▸ **Supplied data**
::::::::

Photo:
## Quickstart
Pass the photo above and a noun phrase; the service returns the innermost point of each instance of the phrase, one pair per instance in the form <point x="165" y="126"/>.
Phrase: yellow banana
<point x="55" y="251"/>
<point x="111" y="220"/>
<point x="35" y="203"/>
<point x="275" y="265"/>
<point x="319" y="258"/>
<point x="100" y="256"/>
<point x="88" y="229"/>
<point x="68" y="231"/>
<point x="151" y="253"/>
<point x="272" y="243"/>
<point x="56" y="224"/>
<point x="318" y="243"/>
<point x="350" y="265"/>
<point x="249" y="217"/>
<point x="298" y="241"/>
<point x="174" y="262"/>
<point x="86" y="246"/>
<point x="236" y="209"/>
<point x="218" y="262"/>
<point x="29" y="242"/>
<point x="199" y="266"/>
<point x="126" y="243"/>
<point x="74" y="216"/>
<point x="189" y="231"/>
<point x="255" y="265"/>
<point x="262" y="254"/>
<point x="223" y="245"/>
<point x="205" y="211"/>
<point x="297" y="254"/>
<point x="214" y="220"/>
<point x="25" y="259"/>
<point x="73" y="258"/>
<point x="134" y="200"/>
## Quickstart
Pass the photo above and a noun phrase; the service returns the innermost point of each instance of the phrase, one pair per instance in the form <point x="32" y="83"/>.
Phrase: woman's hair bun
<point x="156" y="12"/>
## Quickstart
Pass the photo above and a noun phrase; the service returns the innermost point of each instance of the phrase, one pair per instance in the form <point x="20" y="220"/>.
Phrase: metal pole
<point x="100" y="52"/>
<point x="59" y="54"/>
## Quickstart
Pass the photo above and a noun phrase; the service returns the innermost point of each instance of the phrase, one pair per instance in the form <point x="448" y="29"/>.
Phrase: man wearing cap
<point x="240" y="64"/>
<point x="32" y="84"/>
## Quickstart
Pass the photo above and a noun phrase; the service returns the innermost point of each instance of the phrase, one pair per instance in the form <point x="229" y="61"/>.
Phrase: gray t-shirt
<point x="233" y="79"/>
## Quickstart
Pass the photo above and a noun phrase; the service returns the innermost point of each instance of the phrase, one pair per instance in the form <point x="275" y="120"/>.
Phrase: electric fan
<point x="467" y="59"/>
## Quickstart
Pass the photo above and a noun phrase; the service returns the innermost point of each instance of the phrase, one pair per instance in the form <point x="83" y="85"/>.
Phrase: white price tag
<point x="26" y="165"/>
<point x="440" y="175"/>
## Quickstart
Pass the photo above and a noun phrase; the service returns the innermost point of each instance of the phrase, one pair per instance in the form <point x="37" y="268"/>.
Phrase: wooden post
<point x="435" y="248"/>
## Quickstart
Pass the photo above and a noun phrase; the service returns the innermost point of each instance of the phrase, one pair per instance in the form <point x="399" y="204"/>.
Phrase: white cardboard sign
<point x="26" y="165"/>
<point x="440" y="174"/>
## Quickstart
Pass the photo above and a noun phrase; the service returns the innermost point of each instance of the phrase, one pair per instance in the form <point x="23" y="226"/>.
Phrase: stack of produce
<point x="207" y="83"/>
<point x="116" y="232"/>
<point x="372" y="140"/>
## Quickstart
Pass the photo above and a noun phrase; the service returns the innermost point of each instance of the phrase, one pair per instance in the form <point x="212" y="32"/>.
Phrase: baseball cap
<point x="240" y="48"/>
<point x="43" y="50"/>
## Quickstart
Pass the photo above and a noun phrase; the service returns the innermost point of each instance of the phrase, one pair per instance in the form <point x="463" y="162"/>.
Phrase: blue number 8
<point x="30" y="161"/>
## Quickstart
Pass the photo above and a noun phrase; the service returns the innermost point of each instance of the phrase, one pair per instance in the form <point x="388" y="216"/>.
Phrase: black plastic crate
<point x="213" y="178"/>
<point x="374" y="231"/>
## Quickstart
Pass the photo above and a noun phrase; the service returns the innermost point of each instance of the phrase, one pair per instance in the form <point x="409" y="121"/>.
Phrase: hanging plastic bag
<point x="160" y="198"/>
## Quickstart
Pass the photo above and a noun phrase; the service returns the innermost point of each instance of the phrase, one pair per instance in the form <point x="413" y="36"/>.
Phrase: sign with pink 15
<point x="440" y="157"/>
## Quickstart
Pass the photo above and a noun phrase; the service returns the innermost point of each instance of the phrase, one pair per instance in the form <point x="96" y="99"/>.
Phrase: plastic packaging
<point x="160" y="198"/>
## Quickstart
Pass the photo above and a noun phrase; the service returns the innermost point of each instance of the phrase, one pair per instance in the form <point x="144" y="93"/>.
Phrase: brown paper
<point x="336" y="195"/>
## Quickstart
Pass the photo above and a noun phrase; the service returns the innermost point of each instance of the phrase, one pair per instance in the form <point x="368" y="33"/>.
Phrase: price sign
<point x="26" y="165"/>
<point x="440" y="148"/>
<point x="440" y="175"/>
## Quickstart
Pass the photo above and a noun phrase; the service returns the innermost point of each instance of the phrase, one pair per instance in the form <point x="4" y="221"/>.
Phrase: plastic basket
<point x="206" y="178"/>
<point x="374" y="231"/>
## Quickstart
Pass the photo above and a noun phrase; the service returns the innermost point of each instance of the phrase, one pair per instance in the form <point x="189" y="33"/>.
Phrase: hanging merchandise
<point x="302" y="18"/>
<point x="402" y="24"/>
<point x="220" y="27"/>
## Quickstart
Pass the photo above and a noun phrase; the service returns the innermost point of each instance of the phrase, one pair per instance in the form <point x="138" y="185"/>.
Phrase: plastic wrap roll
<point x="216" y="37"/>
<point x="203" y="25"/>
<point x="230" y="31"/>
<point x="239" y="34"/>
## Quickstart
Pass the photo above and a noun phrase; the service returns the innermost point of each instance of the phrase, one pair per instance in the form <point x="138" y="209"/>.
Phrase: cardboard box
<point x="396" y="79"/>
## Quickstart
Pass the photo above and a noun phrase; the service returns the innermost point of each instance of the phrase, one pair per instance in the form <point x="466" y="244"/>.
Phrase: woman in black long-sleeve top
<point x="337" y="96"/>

::::::::

▸ **Exercise brief**
Please give the records again exactly as they are.

▸ **Written answer**
Photo:
## Quickstart
Pass the photo above and a noun phrase; the service returns the innermost point of each instance of the phrase, one pair per instance in the form <point x="165" y="126"/>.
Phrase: yellow banana
<point x="55" y="251"/>
<point x="111" y="220"/>
<point x="35" y="203"/>
<point x="275" y="265"/>
<point x="319" y="258"/>
<point x="100" y="256"/>
<point x="88" y="229"/>
<point x="68" y="231"/>
<point x="151" y="253"/>
<point x="272" y="243"/>
<point x="56" y="224"/>
<point x="318" y="243"/>
<point x="350" y="265"/>
<point x="249" y="217"/>
<point x="298" y="241"/>
<point x="174" y="262"/>
<point x="86" y="246"/>
<point x="236" y="209"/>
<point x="218" y="262"/>
<point x="29" y="242"/>
<point x="199" y="266"/>
<point x="126" y="243"/>
<point x="74" y="216"/>
<point x="189" y="231"/>
<point x="255" y="265"/>
<point x="262" y="254"/>
<point x="223" y="245"/>
<point x="205" y="211"/>
<point x="297" y="254"/>
<point x="214" y="220"/>
<point x="25" y="259"/>
<point x="73" y="258"/>
<point x="134" y="200"/>
## Quickstart
Pass the photo above and a noun phrase; the service returns the innermost point of each instance of the phrase, one pair per instance in the form <point x="32" y="83"/>.
Phrase: woman's hair bun
<point x="156" y="12"/>
## Quickstart
Pass the photo above and a noun phrase; the service returns the innermost point of each instance of the phrase, one pair per instance in the form <point x="20" y="220"/>.
Phrase: metal pole
<point x="100" y="52"/>
<point x="59" y="54"/>
## Quickstart
Pass the photo above and a noun phrase; the service returns the innermost point of each instance of the phrase, one pair per instance in the form <point x="448" y="29"/>.
Phrase: man wearing cap
<point x="240" y="64"/>
<point x="32" y="84"/>
## Quickstart
Pass the photo above and a noun phrase; the service returns the innermost point of each instance of the phrase, one pair per instance in the form <point x="229" y="61"/>.
Phrase: gray t-shirt
<point x="233" y="79"/>
## Quickstart
Pass the photo above and a noun phrase; the service returns the innermost point of each instance of the phrase, one pair per instance in the form <point x="275" y="120"/>.
Phrase: electric fan
<point x="467" y="59"/>
## Quickstart
Pass the photo above and a noun phrase; the service returns the innermost point of each instance of the phrase, one pair per instance in the form <point x="83" y="85"/>.
Phrase: white price tag
<point x="26" y="165"/>
<point x="440" y="175"/>
## Quickstart
Pass the photo above and a noun phrase; the service returns the innermost point of each instance of the phrase, one pair per instance in the form <point x="37" y="268"/>.
Phrase: wooden post
<point x="435" y="248"/>
## Quickstart
Pass the photo above and a noun phrase; the service returns the innermost point of each instance of the phrase, one pair per instance in the form <point x="399" y="204"/>.
Phrase: white cardboard sign
<point x="26" y="165"/>
<point x="440" y="174"/>
## Quickstart
Pass the photo above and a noun phrase; the service returns the innermost point of each instance of the phrase, one pair per instance in the form <point x="23" y="226"/>.
Phrase: stack of produce
<point x="207" y="83"/>
<point x="116" y="232"/>
<point x="372" y="140"/>
## Quickstart
Pass the photo above and a noun phrase; the service returns the innermost point of each instance of the phrase, one pair per instance in the form <point x="212" y="32"/>.
Phrase: baseball cap
<point x="240" y="48"/>
<point x="43" y="50"/>
## Quickstart
Pass the photo above and a noun phrase; the service returns the innermost point of each instance of the phrase, one pair per instance in the form <point x="463" y="162"/>.
Phrase: blue number 8
<point x="30" y="161"/>
## Quickstart
Pass the photo above and a noun phrase; the service returns the innermost point of each instance of the phrase, one pair per instance in the form <point x="388" y="216"/>.
Phrase: black plastic crate
<point x="213" y="178"/>
<point x="374" y="231"/>
## Quickstart
Pass the photo above and a noun phrase; the service returns the innermost point of each instance of the phrase, one pair per instance in the form <point x="409" y="121"/>.
Phrase: hanging plastic bag
<point x="160" y="198"/>
## Quickstart
Pass the photo above and a noun phrase; the service returns the innermost point of each instance of the phrase, one pair per instance in the form <point x="413" y="36"/>.
Phrase: sign with pink 15
<point x="440" y="157"/>
## Quickstart
Pass the photo above and a noun phrase; the service returns the innermost point of each instance of the phrase, one pair per instance in the form <point x="96" y="99"/>.
Phrase: plastic packaging
<point x="160" y="198"/>
## Quickstart
Pass the photo above and a noun phrase; the service returns the innermost point of each instance of the phrase, one pair per instance in the form <point x="144" y="93"/>.
Phrase: brown paper
<point x="336" y="195"/>
## Quickstart
Pass the photo above and a noun phrase; the service returns the innermost point of each instance of the phrase, one pair per instance in the form <point x="368" y="33"/>.
Phrase: price sign
<point x="26" y="165"/>
<point x="440" y="148"/>
<point x="440" y="175"/>
## Quickstart
Pass the photo above and a noun phrase; the service returns the innermost point of each instance of the phrase, one pair per instance in the form <point x="4" y="221"/>.
Phrase: plastic basket
<point x="206" y="178"/>
<point x="374" y="231"/>
## Quickstart
Pass the photo above and a noun phrase; the service returns the innermost point of each instance of the phrase, one pair per instance in the form <point x="189" y="33"/>.
Phrase: hanging merchandise
<point x="302" y="18"/>
<point x="402" y="24"/>
<point x="220" y="27"/>
## Quickstart
Pass the photo above and a noun phrase; the service returns the innermost point of each instance of the phrase, one pair per instance in the form <point x="138" y="185"/>.
Phrase: plastic wrap roll
<point x="216" y="37"/>
<point x="203" y="25"/>
<point x="230" y="31"/>
<point x="239" y="34"/>
## Quickstart
Pass the photo above and a noun phrase; the service returns the innermost point of each instance of the phrase, one pair per instance in the form <point x="138" y="209"/>.
Phrase: cardboard box
<point x="396" y="79"/>
## Quickstart
Pass the photo above and a noun phrase; the service returns the innermost point of each instance of the phrase, one pair per instance in the form <point x="466" y="244"/>.
Phrase: woman in black long-sleeve top
<point x="337" y="96"/>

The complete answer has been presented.